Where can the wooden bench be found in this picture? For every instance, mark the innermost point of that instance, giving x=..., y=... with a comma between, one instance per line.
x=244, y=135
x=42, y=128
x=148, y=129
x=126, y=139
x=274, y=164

* [WHAT THE EXERCISE ASKS]:
Would you please reproduce all of the lines above exactly?

* [REPLY TO THE EXERCISE]:
Where can the wooden bench be found in this picture? For every instance, mark the innermost point of that instance, giving x=..., y=... with a comma between, one instance per line.
x=244, y=135
x=42, y=128
x=148, y=129
x=126, y=139
x=274, y=164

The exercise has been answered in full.